• **Passage shown**

THE PROPERTY OF A EUROPEAN NOBLEMAN
Giovanni Nicolò Servandoni (1695-1766)

A Capriccio of a ruined Ionic Temple and an Obelisk wih Peasants

Details
Giovanni Nicolò Servandoni (1695-1766)
A Capriccio of a ruined Ionic Temple and an Obelisk wih Peasants
signed and dated 'IOAN. SERVANDONI 1724' (lower left)
oil on canvas
52 x 38½in. (132.2 x 98cm.)

Lot Essay

Servandoni was born in Florence and was a pupil of Panini in Rome. After a stay in England, he arrived in Paris in 1724, and from 1726 he began a career as a decorator for the opera. He was also an architect and was responsible for the first designs of St. Sulpice (Paris), later modified by Maclauris and then by Chalgrin.

• **Tasks to perform**
1 - In the Servandoni lot listing, in which city was Servandoni born?
2 - Carry on the Servandoni lot listing from its last sentence, the one about his designs for St. Sulpice.

• **Dataset**

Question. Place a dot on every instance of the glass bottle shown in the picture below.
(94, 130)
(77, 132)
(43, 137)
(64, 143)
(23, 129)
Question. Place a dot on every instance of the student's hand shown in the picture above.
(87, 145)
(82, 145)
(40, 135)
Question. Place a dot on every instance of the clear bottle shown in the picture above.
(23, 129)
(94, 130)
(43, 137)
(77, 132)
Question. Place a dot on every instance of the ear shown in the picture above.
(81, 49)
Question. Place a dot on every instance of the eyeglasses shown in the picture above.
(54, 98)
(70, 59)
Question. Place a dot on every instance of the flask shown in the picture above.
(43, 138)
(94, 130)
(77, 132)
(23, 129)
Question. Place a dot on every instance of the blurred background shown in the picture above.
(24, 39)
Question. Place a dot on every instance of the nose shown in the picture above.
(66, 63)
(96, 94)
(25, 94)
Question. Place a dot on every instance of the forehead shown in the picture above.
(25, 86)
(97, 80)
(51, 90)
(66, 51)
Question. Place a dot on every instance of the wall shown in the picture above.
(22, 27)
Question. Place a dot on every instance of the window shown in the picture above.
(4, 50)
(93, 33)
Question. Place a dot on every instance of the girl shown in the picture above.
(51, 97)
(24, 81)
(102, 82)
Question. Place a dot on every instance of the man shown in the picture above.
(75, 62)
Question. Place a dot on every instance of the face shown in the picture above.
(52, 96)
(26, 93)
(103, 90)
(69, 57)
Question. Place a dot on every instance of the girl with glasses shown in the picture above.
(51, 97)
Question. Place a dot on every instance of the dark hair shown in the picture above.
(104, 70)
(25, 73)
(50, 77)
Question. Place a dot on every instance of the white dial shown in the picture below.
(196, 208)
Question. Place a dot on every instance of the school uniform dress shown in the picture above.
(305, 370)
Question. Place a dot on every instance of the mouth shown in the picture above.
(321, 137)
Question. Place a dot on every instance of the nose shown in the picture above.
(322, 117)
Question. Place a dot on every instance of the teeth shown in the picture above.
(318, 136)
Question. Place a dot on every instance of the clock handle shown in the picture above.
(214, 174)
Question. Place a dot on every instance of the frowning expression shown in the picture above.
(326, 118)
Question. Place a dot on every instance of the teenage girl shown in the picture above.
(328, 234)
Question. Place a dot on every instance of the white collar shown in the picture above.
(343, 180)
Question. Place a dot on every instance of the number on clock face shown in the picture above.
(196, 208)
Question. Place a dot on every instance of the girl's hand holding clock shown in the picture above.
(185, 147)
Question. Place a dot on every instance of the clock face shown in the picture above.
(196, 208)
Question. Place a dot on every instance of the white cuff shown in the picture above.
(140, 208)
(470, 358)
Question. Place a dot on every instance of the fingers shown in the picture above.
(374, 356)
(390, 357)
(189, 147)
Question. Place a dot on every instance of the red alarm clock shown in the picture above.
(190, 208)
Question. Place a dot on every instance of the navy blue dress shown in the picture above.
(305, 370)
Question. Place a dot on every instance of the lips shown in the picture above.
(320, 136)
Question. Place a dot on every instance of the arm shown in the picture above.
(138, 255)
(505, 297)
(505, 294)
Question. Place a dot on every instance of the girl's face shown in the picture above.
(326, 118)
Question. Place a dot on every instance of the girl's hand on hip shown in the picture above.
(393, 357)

• **Task-by-task outputs**
1 - Florence

2 -
The present picture, dating from the artist's first year in Paris, can be compared with his morceau de réception for the Academy in 1731, in which the same Ionic temple and obelisk are repeated (see M. Roland-Michel, catalogue of the exhibition, Piranèse et les Français 1740-1790, Villa Medici, Rome, Palais des Etats de Bourgogne, Dijon, and Hôtel de Sully, Paris, May-Nov. 1976, pp. 330-4, no. 126, illustrated).